ASSIGNED TASK 1:
Answer these questions using the article on Joe Biden's history with the Democratic National Convention. Mark each answer with the same letter as its question.
(a) At what age was Biden elected to the Senate?
(b) What role did Biden fill for Jimmy Carter at the 1976 gathering in New York?
(c) What did the banner hoisted by Delaware delegates in 1980 call for?
ASSIGNED TASK 2:
Continue the article on Joe Biden's history with the Democratic National Convention from the last sentence shown.

PROVIDED PASSAGE:
+--
When former Vice President Joe Biden accepts the Democratic nomination on Thursday night, it will be a culminating moment more than three decades in the making, and will mark the 12th time in nearly half a century that he will attend the Democratic National Convention -- albeit in a much different format than in previous years.
Elected to the Senate at age 29, few people in politics today have had as long a career as Biden. Now at age 77, if he wins the presidency in November, he will become the oldest person elected as president of the United States.
According to a search of online newspaper archives, C-SPAN online video archives and biographies about his life, Biden's history with the quadrennial gathering is as long as his own political career.
Back in 1972, he attended the Democratic National Convention in Miami in an unofficial capacity during his first run for the Senate, according to an article from the Wilmington Morning News. He took on a more prominent role at the gathering in New York in 1976 as a freshman Senator, serving as one of 14 floor managers for then-candidate Jimmy Carter and appearing as a surrogate for the campaign in television appearances.
"I have to help fill up three to four hours of tube time," Biden told reporters after an hour-long meeting with Carter advisors, who informed him of his duty to chat with Walter Cronkite during the event, according to a July 12 Wilmington News Journal article.
Biden's prominence continued to grow in 1980, when he spoke at the opening night of the gathering, giving a speech that was only partially carried by one network, but received a warm reception from delegates from his home state of Delaware, who hoisted a banner calling for "Biden in '84." But Biden ruled out the possibility of running in the next election the next day.
+--
DATA SHOWN:
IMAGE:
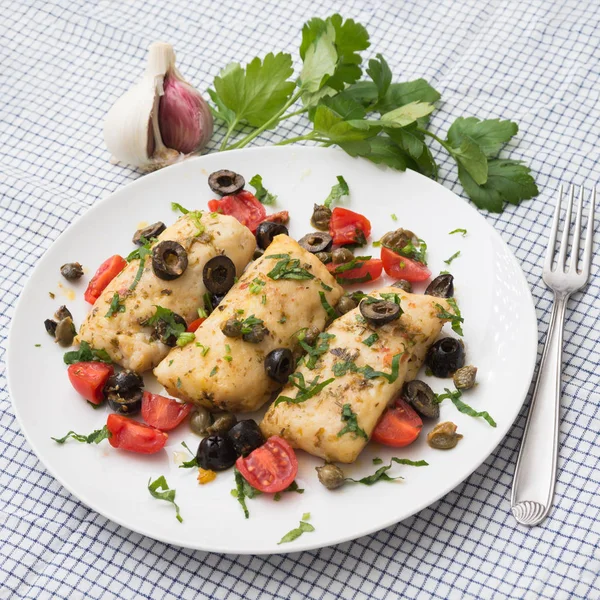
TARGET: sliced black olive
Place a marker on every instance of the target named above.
(403, 285)
(421, 397)
(246, 437)
(162, 330)
(219, 274)
(321, 217)
(50, 326)
(266, 231)
(226, 182)
(65, 332)
(445, 356)
(380, 312)
(441, 287)
(216, 453)
(317, 241)
(62, 313)
(280, 364)
(71, 271)
(169, 260)
(125, 405)
(148, 233)
(341, 255)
+--
RESPONSE 1:
(a) He was 29.
(b) He served as one of 14 floor managers for Carter and appeared on television as a surrogate for the campaign.
(c) It called for "Biden in '84."

RESPONSE 2:
"I don't want to run for president in 1984. I've got an awful lot to learn," Biden said, according to a Wilmington Morning News article. Despite ruling out the run, Biden was confident about his chances for the presidency, adding, "If I wanted it, I think I could take it."
As promised, Biden did not seek the nomination in 1984, but attended the gathering in San Francisco without an official role. Still, rumors about Biden's presidential ambitions persisted when Maine delegate Keron Kerr cast her presidential vote for Biden after he "stole her heart" speaking at a Maine event.
"Joe was my first choice. I really think he's a future presidential candidate," Kerr told Wilmington News Journal that year.
At the '84 convention, Biden lacked enthusiasm for Walter Mondale as the Democratic nominee.
"Biden did not want to endorse Mondale because he said he was not sure that the former vice president could be an effective enough transitional figure from the old-line to the new-line Democratic Party," reported the Philadelphia Inquirer at the time. "However, Mondale's choice of Geraldine A. Ferraro as his running mate goes a long way towards making that transition easier, Biden said."
After much anticipation, Biden made his first attempt for the presidency during the 1988 election -- an ill-fated and short-lived endeavor that ended three months after it began due to a plagiarism scandal. That year was also the only year Biden did not attend the convention in his political career, missing the event as he recovered from brain surgeries following two aneurysms he suffered after ending his campaign.
The 2000 convention also brought further speculation about a second run for the White House, something that Biden did not dismiss out of hand, but refrained from embarking on in the next election cycle.
Instead, Biden spoke on the final night of the 2004 convention to endorse his friend, then-Sen. John Kerry for president, using familiar sentiments still heard in his stump speeches 16 years later, discussing the power of America's example rather than the example of the country's power, and quoting an Irish poet at the top of his remarks.
The next time Biden appeared at the Democratic gathering, it was to accept the vice presidential nomination, tapped to join the ticket with then-Sen. Barack Obama after a second, lackluster run for president saw Biden end his campaign following the Iowa caucus in 2008.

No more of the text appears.